▶ Provided entries
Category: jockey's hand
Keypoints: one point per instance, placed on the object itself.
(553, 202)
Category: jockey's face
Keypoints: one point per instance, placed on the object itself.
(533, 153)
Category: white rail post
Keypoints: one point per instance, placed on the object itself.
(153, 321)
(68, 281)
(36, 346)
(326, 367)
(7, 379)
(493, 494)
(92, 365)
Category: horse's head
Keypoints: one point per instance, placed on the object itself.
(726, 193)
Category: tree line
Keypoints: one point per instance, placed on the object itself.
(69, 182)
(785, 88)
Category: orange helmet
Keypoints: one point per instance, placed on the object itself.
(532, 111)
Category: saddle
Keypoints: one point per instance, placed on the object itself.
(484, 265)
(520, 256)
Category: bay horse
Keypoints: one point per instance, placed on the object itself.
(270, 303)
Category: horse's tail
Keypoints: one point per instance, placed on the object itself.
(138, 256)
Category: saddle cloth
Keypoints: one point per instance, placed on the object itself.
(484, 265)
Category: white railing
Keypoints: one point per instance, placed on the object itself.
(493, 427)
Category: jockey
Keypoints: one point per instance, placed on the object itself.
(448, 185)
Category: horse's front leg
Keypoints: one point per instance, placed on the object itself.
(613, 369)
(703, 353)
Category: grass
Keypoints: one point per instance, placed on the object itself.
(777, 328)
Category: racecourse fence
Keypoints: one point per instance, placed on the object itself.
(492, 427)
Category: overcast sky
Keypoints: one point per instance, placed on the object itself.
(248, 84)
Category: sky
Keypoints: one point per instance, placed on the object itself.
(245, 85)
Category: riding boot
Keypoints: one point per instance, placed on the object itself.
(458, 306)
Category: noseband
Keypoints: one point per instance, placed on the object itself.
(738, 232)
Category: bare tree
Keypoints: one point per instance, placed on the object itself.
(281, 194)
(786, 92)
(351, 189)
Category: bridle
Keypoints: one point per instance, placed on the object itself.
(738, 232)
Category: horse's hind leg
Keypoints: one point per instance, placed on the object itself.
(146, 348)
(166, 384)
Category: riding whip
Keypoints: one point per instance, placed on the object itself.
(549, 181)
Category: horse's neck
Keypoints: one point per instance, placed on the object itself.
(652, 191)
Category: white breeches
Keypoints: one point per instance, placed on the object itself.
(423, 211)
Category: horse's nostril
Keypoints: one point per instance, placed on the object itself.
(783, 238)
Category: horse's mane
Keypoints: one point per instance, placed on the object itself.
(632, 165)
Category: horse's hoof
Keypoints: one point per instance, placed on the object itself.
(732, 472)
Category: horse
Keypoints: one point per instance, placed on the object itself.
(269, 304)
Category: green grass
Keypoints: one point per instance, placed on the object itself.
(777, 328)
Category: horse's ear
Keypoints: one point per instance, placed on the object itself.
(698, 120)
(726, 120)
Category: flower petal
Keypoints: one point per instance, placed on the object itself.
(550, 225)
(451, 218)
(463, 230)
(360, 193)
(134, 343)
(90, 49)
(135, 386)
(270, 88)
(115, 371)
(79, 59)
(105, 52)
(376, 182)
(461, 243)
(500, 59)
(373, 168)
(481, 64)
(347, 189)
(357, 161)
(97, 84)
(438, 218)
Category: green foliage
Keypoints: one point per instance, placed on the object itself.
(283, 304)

▶ Task to complete
Write the material out once more, keeping each line exact.

▶ Response
Category: jockey's hand
Keypoints: one point per instance, placed on the object itself.
(553, 202)
Category: jockey's face
Keypoints: one point per instance, placed on the object itself.
(533, 153)
Category: white rail post
Keypoints: one point per instance, placed on the object itself.
(153, 321)
(68, 281)
(36, 346)
(326, 367)
(7, 379)
(493, 494)
(92, 365)
Category: horse's head
Keypoints: one point per instance, placed on the object itself.
(726, 193)
Category: tree line
Keypoints: one point per instance, placed on the object itself.
(69, 182)
(785, 88)
Category: orange helmet
Keypoints: one point per instance, placed on the object itself.
(532, 111)
Category: saddle
Keypoints: one point per instance, placed on the object itself.
(484, 265)
(520, 256)
Category: bay horse
Keypoints: one point per instance, placed on the object itself.
(270, 303)
Category: horse's tail
Keypoints: one point per instance, placed on the object itself.
(138, 256)
Category: saddle cloth
Keypoints: one point per instance, placed on the object itself.
(484, 265)
Category: white railing
Keypoints: one point per instance, placed on the object itself.
(493, 427)
Category: jockey
Keypoints: one point per instance, placed on the object itself.
(448, 185)
Category: horse's front leg
Keypoints: one point per instance, placed on the object itself.
(613, 369)
(703, 353)
Category: grass
Keypoints: one point per instance, placed on the object itself.
(777, 328)
Category: racecourse fence
Keypoints: one point per instance, placed on the object itself.
(492, 427)
Category: overcast sky
Keypoints: one point per instance, placed on the object itself.
(248, 84)
Category: sky
Keypoints: one point per instance, placed on the object itself.
(245, 85)
Category: riding boot
Keypoints: one point per instance, placed on the object itself.
(458, 306)
Category: noseband
Keypoints: one point per instance, placed on the object itself.
(738, 232)
Category: bare tree
Keypoints: one point per instance, placed on the object itself.
(281, 194)
(786, 92)
(351, 189)
Category: bridle
Keypoints: one point per instance, placed on the object itself.
(738, 232)
Category: horse's hind leg
Keypoints: one point per instance, placed on the object itself.
(146, 348)
(166, 384)
Category: riding whip
Keypoints: one point per instance, placed on the object itself.
(549, 181)
Category: horse's neck
Keypoints: one point per instance, placed on the object itself.
(652, 191)
Category: white breeches
Keypoints: one point per instance, placed on the object itself.
(423, 211)
Category: horse's nostril
Keypoints: one point per instance, placed on the object itself.
(783, 238)
Category: horse's mane
Keypoints: one point per instance, placed on the object itself.
(632, 165)
Category: horse's hoof
Keypoints: one point per instance, placed on the object itself.
(732, 472)
Category: horse
Keypoints: one point per instance, placed on the object itself.
(269, 304)
Category: green grass
Keypoints: one point per instance, placed on the object itself.
(777, 328)
Category: horse's ear
Keypoints: one point per instance, placed on the object itself.
(698, 120)
(726, 120)
Category: flower petal
Keypoints: one point per instance, placed on the object itself.
(550, 225)
(451, 218)
(463, 230)
(360, 193)
(134, 343)
(90, 49)
(135, 386)
(270, 88)
(115, 371)
(79, 59)
(105, 52)
(376, 182)
(461, 243)
(500, 59)
(373, 168)
(481, 64)
(347, 189)
(357, 161)
(97, 84)
(438, 218)
Category: green foliage
Keypoints: one point per instance, placed on the object itself.
(283, 304)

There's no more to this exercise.